• [Work to complete] Please extend the text on reconstructing the stairwell movements of Vicki Adams and Oswald, starting right after its final sentence.

• [Text shown]
================================

I am involved in reconstructing movements of Vicki Adams, alleged Oswald's movements, and the trajectories of Truly and Baker using a computer technology and realistic (measured) time estimates of individual nodes of movements such as opening the door leading from the stairwell to the 2nd floor or durations of descending/ascending a flight of stairs by a male or female. I have been consulting Barry on details of Vicki's and Sandra's departure.

This is what Barry wrote to me in April 2021:

"Vicki estimated she left the window between 15 and 30 seconds after the shots. Both she and Sandra told me they remembered seeing Clint Hill rush to the car, and they started away from the window  before the car entered the Triple Underpass. This may be a rather imprecise way of figuring it, but if you look at the single frames of the Z-film, you'll see Hill reach for the limousine's rear hand-hold at about Z-342. The car is close to entering the Underpass at Z-462. That leaves 120 frames which, at an average speed of 18.3 frames per second, gives us 6.5 seconds.

Since Vicki was not included in any of the timed tests, absolutes are difficult."

This conversation led me to assume a 10-second interval between the time of the last shot and Vicki Adams leaving the window on the fourth floor.

The two girls took the shortest possible route to get to the entrance to the stairwell and that route would be shorter than the presumed Oswald's route from the most east corner of the sixth floor plus the time required to stash the rifle among the books. Therefore, there was no chance that Lee Oswald, should he be on the sixth floor, could descend via the stairs ahead of Adams and Styles. In the SS reconstruction of Oswald's movements, agent Howlett (Oswald) was walking while moving from the sniper's nest window to the entrance of the stairwell. In contrast, Vicki and Sandra were running both to reach the stairwell and to descend to the first floor, which adds additional seconds to their advantage.

I have also enquired with Barry about movements of Mrs. Garner. Dorothy Garner moved to the north-west part of the 4th floor immediately after Adams and Styles left. If Oswald would be following the two girls, both girls would hear his steps, and Garner would either see Oswald or for sure hear hist steps. Nothing of this happened. 

The only conclusion is that nobody was using the starirwell to escape from the sixth floor in the seconds or a minute elapsing after the last shot.

However, I am not disputing a part of Baker's and Truly's encounter with Lee Oswald in the 2nd floor lunchroom, albeit in a different scenario. In my view, Lee Oswald went to the 2nd floor from the first floor via the front stairwell once he realised Kennedy has been shot. However, this is for a different thread.

================================

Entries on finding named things
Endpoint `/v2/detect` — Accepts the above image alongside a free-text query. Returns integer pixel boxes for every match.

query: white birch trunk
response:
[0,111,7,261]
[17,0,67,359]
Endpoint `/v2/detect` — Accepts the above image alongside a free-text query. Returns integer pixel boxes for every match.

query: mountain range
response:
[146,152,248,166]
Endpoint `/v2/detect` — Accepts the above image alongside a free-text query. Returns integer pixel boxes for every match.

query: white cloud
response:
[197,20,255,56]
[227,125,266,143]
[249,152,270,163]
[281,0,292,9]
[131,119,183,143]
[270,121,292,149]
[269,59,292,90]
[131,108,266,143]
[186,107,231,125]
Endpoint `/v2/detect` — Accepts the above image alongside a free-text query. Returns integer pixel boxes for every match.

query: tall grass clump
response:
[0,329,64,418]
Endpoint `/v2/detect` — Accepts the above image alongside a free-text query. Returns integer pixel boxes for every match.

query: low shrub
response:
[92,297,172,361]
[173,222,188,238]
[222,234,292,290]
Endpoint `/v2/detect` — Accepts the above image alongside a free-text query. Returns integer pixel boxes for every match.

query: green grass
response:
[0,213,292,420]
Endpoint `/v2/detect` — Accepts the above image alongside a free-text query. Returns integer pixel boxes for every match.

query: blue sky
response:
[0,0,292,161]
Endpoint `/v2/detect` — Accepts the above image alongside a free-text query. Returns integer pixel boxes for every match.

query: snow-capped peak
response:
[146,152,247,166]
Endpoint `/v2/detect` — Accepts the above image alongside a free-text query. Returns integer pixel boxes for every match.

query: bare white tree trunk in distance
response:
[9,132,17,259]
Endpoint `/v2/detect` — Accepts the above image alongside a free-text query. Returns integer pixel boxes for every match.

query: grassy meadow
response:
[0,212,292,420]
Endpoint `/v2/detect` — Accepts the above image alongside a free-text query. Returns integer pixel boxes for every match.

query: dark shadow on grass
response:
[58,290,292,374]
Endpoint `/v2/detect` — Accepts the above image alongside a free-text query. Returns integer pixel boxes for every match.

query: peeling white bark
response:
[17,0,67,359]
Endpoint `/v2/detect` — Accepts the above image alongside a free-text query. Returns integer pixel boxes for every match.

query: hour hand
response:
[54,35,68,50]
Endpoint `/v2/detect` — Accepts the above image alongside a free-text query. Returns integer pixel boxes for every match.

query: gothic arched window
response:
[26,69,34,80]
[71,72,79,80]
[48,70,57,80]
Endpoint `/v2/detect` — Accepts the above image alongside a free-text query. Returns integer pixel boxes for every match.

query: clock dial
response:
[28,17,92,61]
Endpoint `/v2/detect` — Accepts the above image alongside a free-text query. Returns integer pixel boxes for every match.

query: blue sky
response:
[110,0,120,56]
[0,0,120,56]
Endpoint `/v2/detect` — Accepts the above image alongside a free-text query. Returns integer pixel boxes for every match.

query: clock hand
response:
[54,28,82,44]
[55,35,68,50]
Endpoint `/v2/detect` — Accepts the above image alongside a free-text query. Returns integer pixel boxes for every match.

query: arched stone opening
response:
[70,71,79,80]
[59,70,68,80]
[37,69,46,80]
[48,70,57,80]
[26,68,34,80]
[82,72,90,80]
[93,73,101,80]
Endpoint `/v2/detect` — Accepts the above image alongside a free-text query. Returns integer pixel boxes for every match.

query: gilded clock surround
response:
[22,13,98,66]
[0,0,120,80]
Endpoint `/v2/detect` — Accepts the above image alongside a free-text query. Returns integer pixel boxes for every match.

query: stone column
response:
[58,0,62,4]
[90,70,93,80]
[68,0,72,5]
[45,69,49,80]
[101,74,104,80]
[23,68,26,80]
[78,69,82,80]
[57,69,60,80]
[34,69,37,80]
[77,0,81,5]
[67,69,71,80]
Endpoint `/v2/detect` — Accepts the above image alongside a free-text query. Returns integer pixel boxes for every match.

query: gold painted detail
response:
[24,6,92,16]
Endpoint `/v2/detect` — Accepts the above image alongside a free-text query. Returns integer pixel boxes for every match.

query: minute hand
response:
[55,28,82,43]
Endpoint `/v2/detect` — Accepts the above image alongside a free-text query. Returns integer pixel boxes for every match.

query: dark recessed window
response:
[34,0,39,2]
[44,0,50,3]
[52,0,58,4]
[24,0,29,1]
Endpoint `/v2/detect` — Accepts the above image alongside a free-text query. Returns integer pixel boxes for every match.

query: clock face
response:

================================

• [Task result]
Sean Murphy    Apr 30, 2011, 8:50:14 AM  to

A couple of years back, I made contact with Sandra Styles. She told me
that she felt Victoria Adams had significantly exaggerated the speed
with which the pair descended from the fourth to the first floor after
the shooting.
In the light of Barry Ernest's new book 'The Girl on the Stairs', I
decided to contact Sandra once again to discuss this matter. She has
some rather interesting things to say.
Rather than summarise them (and risk putting words in Sandra's mouth),
I shall simply offer the relevant text from Sandra's own emails. In a
number of places I've asterisked key details.
Before doing so, however, I would like to apologise to Barry Ernest
for having on a previous occasion called his integrity as a researcher
into question. The gap between what Sandra has told me and what Barry
says she told him is not at all as large as I had alleged. My
apologies, Barry.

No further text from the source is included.